[BEGIN Provided records]
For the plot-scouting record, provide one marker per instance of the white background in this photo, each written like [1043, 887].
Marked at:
[END Provided records]
[BEGIN Provided records]
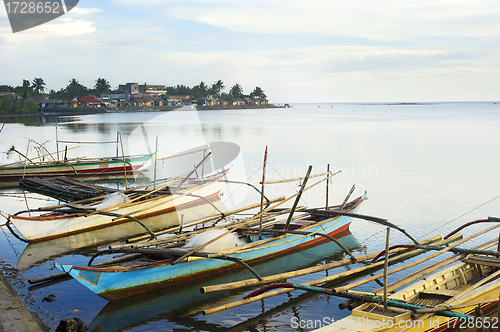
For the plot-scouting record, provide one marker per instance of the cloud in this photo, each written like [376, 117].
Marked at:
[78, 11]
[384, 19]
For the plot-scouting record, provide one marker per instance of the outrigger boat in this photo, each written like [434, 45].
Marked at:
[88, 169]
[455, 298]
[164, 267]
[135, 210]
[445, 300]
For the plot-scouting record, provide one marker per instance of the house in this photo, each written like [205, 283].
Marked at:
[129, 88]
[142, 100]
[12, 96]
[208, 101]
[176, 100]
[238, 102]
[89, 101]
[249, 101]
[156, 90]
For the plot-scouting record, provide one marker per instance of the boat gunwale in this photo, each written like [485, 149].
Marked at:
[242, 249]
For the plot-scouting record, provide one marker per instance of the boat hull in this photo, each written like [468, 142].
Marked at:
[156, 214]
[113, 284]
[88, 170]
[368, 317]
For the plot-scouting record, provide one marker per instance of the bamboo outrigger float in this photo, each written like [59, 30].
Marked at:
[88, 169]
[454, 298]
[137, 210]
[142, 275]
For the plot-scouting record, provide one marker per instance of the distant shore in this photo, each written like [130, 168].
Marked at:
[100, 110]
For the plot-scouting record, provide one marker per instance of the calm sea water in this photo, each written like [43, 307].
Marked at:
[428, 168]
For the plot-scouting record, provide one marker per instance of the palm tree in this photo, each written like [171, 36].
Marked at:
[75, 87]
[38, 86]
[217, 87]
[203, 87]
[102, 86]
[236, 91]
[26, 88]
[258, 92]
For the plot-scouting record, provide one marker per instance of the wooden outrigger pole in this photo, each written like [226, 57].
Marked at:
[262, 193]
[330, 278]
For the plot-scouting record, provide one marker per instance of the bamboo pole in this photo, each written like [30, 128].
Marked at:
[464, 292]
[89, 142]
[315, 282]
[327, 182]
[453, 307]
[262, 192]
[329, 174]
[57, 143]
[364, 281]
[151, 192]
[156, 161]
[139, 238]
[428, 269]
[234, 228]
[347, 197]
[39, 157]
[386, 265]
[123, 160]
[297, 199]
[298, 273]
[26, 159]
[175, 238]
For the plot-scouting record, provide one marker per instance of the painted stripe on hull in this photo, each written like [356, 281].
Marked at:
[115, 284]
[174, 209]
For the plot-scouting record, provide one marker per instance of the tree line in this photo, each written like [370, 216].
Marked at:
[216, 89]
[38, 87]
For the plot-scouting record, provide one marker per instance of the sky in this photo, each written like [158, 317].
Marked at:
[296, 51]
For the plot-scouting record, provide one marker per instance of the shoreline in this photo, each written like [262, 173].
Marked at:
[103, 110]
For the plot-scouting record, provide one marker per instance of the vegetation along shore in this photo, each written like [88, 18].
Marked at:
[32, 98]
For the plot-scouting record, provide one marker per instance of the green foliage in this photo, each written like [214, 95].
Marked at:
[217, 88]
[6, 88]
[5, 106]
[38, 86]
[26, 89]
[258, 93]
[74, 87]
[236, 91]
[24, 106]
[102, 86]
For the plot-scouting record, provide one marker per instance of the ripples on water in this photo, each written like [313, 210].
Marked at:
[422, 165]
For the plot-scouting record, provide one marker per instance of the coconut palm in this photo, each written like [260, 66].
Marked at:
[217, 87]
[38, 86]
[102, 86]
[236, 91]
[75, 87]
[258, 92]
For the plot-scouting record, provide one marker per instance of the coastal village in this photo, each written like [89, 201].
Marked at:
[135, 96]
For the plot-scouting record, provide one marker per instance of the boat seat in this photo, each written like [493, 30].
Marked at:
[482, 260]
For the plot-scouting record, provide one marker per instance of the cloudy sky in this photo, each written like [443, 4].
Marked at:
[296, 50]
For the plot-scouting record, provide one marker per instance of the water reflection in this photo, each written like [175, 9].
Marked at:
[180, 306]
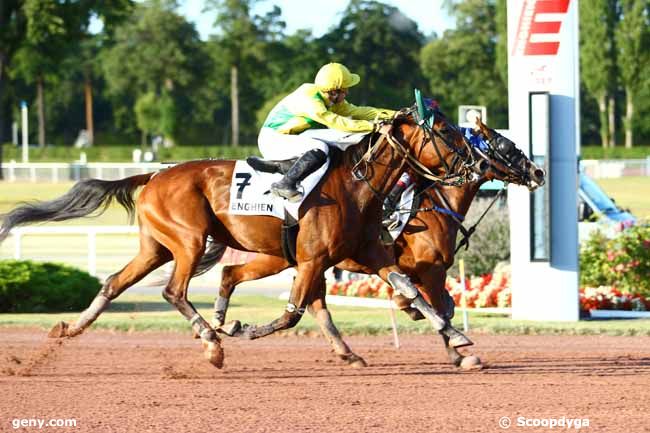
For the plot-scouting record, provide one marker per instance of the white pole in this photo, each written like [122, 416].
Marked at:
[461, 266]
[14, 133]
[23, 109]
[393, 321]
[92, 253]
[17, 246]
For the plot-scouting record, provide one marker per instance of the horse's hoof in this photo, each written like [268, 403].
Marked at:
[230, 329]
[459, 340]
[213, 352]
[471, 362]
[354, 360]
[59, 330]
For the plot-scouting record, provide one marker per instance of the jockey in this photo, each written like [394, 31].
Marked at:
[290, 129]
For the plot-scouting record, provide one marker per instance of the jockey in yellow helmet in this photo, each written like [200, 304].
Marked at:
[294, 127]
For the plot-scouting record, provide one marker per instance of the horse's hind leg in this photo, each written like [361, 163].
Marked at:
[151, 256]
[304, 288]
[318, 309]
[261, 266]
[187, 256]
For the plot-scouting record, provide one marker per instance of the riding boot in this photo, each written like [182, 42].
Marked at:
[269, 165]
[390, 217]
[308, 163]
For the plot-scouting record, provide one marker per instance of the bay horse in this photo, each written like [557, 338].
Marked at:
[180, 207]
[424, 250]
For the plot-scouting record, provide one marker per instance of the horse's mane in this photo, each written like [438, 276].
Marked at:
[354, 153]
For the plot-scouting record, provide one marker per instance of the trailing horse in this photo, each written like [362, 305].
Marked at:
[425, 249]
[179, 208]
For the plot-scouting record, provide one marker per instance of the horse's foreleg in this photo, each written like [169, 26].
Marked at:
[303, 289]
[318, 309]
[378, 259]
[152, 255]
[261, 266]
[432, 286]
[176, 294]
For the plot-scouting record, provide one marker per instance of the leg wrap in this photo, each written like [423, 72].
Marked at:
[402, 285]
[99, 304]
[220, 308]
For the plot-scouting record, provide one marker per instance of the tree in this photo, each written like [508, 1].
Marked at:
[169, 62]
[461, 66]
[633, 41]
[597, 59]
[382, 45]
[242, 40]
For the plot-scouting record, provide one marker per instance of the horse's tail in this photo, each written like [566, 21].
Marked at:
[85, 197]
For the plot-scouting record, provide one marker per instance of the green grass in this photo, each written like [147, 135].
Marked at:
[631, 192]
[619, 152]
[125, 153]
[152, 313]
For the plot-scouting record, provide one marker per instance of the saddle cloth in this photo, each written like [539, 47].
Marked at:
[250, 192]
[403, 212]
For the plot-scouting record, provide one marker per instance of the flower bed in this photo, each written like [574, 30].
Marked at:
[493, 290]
[END Provided records]
[BEGIN Provided records]
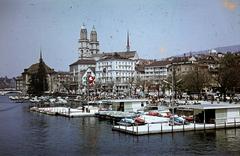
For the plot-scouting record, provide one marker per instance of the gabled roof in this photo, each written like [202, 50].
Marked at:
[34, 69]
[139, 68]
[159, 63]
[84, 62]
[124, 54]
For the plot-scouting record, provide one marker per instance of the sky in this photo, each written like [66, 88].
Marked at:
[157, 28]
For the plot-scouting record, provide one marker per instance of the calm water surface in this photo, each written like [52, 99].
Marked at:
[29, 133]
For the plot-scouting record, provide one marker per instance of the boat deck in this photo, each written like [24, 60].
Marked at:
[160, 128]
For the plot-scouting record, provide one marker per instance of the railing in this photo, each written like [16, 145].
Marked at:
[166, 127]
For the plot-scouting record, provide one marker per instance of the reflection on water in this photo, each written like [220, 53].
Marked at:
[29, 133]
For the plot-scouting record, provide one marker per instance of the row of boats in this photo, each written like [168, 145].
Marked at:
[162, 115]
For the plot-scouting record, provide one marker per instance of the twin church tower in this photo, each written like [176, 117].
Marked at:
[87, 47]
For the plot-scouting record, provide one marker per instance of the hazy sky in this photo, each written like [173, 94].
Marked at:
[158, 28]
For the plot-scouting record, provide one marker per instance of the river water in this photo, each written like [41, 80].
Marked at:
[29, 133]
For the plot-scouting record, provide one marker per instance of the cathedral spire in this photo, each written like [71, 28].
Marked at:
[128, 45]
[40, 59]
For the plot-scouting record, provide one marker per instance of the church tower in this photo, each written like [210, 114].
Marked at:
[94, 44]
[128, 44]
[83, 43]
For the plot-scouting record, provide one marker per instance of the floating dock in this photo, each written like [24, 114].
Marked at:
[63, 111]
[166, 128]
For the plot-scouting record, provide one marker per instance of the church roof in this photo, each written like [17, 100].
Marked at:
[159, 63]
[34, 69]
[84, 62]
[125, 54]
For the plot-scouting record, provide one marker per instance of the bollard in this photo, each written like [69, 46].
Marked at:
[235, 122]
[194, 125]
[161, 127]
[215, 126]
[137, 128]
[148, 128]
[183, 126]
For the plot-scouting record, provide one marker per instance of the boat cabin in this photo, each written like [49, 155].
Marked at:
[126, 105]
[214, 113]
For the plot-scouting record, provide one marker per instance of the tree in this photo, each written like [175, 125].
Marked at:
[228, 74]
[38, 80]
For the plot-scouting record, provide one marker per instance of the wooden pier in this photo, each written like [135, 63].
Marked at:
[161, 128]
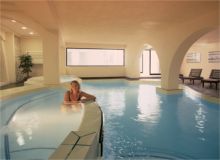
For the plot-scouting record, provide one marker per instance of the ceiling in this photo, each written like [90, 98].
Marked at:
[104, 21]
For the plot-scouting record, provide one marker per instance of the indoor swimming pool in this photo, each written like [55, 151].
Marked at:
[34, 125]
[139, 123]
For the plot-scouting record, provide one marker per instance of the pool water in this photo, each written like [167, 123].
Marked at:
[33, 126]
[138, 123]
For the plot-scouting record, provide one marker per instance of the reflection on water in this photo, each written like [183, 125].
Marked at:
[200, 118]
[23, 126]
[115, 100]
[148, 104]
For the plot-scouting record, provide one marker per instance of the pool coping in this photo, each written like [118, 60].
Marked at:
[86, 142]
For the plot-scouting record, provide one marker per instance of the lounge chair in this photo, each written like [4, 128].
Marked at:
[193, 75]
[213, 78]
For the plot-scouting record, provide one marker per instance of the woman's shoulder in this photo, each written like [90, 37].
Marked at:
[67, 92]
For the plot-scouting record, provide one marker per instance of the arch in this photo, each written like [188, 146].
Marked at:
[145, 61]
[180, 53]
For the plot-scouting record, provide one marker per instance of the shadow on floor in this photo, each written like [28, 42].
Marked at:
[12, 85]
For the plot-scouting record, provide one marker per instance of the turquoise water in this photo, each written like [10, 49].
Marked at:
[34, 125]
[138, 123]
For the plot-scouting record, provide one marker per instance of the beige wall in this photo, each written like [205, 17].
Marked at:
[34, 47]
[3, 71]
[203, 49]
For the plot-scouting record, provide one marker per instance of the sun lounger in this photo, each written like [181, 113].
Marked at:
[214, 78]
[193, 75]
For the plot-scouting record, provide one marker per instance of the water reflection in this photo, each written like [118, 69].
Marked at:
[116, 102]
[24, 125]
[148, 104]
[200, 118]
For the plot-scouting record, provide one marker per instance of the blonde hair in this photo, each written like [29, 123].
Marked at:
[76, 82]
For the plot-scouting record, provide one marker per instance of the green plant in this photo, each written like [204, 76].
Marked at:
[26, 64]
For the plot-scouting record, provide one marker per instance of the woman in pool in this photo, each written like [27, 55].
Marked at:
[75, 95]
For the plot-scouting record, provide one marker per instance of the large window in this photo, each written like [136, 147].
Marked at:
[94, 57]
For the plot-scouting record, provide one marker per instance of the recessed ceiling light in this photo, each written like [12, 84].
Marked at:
[END Provided records]
- _Problem requirements_: Which lines in the items above contain the word "pole"? Copy each of those lines out in full.

- _The reply_:
For the plot-scouting record, provide one marker per instance of the wooden outrigger pole in this photo, each written like [226, 57].
For the plot-scouting record, provide one marker per instance of the bamboo pole in this photo, each written like [30, 128].
For the plot-scouting record, provide one marker per instance of the white pole in this photo, each written like [122, 416].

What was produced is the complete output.